## Dataset rows

§

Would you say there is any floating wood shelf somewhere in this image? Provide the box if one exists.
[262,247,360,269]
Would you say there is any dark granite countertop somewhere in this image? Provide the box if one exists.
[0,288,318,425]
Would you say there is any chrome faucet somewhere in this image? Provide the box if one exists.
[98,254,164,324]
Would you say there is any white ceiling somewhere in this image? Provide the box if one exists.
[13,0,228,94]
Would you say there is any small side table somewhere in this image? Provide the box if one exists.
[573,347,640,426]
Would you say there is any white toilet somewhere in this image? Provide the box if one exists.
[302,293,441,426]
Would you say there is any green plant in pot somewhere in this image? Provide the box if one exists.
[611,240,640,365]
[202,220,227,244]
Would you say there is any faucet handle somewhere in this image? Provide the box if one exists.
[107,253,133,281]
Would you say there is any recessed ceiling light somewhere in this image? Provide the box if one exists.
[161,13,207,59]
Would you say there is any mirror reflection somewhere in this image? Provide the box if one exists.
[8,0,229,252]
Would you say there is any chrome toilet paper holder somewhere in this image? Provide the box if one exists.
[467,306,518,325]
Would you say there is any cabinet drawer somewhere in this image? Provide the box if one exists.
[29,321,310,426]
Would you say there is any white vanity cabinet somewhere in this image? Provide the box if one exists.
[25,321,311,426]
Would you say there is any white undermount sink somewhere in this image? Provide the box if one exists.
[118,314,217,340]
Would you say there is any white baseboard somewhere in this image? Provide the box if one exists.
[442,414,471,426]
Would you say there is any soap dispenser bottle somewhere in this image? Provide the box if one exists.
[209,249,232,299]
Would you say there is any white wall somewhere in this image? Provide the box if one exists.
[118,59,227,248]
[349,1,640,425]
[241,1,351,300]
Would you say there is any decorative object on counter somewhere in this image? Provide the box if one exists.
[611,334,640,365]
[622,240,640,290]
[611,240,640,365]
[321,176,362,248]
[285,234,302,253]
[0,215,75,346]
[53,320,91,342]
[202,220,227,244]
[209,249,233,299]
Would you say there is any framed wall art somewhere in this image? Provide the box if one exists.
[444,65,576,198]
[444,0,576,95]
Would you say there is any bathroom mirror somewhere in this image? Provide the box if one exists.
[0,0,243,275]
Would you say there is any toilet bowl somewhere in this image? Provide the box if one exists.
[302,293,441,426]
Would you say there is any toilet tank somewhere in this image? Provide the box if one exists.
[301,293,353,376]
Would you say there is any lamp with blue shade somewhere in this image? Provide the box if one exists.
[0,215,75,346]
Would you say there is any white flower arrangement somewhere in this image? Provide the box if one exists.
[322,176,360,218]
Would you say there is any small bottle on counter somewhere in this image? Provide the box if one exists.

§

## Given problem
Please write out every item above again, switching "Provide the box" to "Return the box" wherever it occurs and changing nothing else.

## Full output
Would you say there is any floating wood shelf somewhere in this image? Return the box if one exists.
[262,247,360,269]
Would you say there is any dark granite countertop somewhere in this image? Return the box if one exists.
[0,288,318,425]
Would you say there is any chrome faucet somewhere in this image? Return the box if one exists.
[98,254,164,324]
Would you say there is any white ceiling somewhere in this image? Return the box if one exists.
[13,0,228,94]
Would you say there is any small side table somewhere in this image? Return the box if one exists.
[573,347,640,426]
Would you say there is any white toilet somewhere in this image? Return the box if one exists.
[302,293,441,426]
Would you say there is any green plant in pot somewhere in this image? Return the box if one exists.
[611,240,640,365]
[202,220,227,244]
Would you say there is any faucet handle somewhere in this image? Return the box if one exists.
[107,253,133,281]
Would you say there is any recessed ceiling light somewhere in this image? Return the box if one exists.
[161,13,207,59]
Would you say there is any mirror reflection somewhere in this image? Return the box if one exists.
[8,0,229,252]
Would you say there is any chrome toilet paper holder somewhere in this image? Return the box if one exists.
[467,306,518,325]
Would you say there is any cabinet drawer somewhere in this image? Return the box if one exists.
[29,321,310,426]
Would you say there is any white vanity cabinet somewhere in this image? Return the box if one exists.
[25,321,311,426]
Would you say there is any white undermount sink somewhere in this image? Return the box if one exists.
[118,314,217,340]
Would you say there is any white baseboard somewhere in this image? Return the box if one exists.
[442,414,471,426]
Would you say there is any soap dispenser bottle somewhere in this image? Return the box if one exists.
[209,249,232,299]
Would you say there is any white wall somewhere in this image? Return the box if one exists.
[118,59,227,248]
[349,1,640,425]
[241,1,351,300]
Would you say there is any decorative object on counter somewhere in this image? Return the box if one exists.
[611,334,640,365]
[622,240,640,290]
[611,240,640,365]
[321,176,362,248]
[285,234,302,253]
[0,215,75,346]
[53,320,91,342]
[202,220,227,244]
[209,249,233,299]
Would you say there is any framed wall art somewhere in this image? Return the box if one exists.
[444,65,576,198]
[444,0,576,95]
Would you say there is any bathroom mirror somewhere in this image? Return the box if one exists.
[0,0,243,275]
Would you say there is any toilet bowl somewhere in this image? Return the box if one exists.
[302,293,441,426]
Would you say there is any toilet tank somewhere in this image? Return the box if one exists.
[301,293,353,376]
Would you say there is any lamp with blue shade somewhere in this image? Return the box if one exists.
[0,215,75,346]
Would you say there is any white flower arrangement somewhere in this image? Return the box if one exists.
[322,176,360,218]
Would you say there is any small bottle on counter somewhere in this image? Return the box if one exists.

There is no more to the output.